***** Material to process *****
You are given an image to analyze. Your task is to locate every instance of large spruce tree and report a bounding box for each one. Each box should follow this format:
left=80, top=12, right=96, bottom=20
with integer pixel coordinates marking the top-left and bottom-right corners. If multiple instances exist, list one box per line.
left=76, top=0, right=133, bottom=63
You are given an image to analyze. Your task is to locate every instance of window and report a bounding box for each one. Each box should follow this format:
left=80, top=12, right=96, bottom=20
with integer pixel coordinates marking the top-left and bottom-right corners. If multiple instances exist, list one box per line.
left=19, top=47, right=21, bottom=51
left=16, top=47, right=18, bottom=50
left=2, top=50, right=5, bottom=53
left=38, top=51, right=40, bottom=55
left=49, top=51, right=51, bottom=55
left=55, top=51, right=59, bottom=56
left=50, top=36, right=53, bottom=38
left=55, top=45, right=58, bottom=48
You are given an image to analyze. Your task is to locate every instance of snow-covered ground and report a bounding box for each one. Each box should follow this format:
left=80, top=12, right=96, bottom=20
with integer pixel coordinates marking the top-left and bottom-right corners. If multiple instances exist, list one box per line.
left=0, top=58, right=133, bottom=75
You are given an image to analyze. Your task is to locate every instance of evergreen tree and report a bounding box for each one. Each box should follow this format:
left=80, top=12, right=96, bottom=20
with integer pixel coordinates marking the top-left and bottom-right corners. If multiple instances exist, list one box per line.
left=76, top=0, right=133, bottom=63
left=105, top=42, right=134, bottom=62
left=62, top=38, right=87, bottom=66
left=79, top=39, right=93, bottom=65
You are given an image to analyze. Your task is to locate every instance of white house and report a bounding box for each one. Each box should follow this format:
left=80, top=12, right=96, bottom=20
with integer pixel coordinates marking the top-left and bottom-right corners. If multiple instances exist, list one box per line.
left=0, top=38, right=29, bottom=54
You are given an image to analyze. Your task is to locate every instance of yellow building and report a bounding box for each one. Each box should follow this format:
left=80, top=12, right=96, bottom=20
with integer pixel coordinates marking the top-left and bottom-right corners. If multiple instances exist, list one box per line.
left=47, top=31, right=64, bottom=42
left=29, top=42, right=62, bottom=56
*****
Every line of data must be returned unchanged.

Problem solution:
You are given an image to analyze. Your task is to locate every instance of large spruce tree and report a bounding box for each one. Each box should follow this format:
left=80, top=12, right=96, bottom=20
with integer pixel coordinates marking the top-left and bottom-right corners. If multiple instances exist, list one box per line.
left=76, top=0, right=133, bottom=63
You are given an image to analyze. Your task is to locate every instance of window and report a bounding box for each one. Each box should follow this format:
left=80, top=12, right=96, bottom=20
with integer pixel coordinates marking the top-left and bottom-right corners. If multiple instances exist, list one box per line.
left=19, top=47, right=21, bottom=51
left=16, top=47, right=18, bottom=50
left=2, top=50, right=5, bottom=53
left=38, top=51, right=40, bottom=55
left=49, top=51, right=51, bottom=55
left=55, top=51, right=59, bottom=56
left=50, top=36, right=53, bottom=38
left=55, top=45, right=58, bottom=48
You are given an image to analyze. Your task is to locate every instance of snow-covered ground and report a bounding box for each one. Each box should follow this format:
left=80, top=12, right=96, bottom=20
with integer pixel coordinates marking the top-left and bottom-right corners. If multiple instances exist, list one box per line.
left=0, top=58, right=133, bottom=75
You are given an image to analyze. Your task is to locate every instance of evergreen tree and report a bounding box for each one. Each box should follow this format:
left=80, top=12, right=96, bottom=20
with integer pixel coordinates marking the top-left and bottom-right corners. If multiple instances exist, list one box per line.
left=76, top=0, right=133, bottom=63
left=105, top=42, right=134, bottom=62
left=62, top=38, right=87, bottom=66
left=79, top=39, right=93, bottom=65
You are given an image to analyze. Your task is to locate every instance of white house and report a bounding box for each one. Each box should follow this format:
left=80, top=12, right=96, bottom=20
with integer pixel coordinates marking the top-left and bottom-right corners. If multiple instances exist, list one box per line.
left=0, top=38, right=29, bottom=54
You are given an image to analyze. Your task is to locate every instance of yellow building and report a bounding box for each one. Each box should follow this format:
left=80, top=12, right=96, bottom=20
with integer pixel coordinates marking the top-left and bottom-right corners. If multiple instances exist, list one box per line.
left=47, top=31, right=64, bottom=42
left=29, top=42, right=62, bottom=56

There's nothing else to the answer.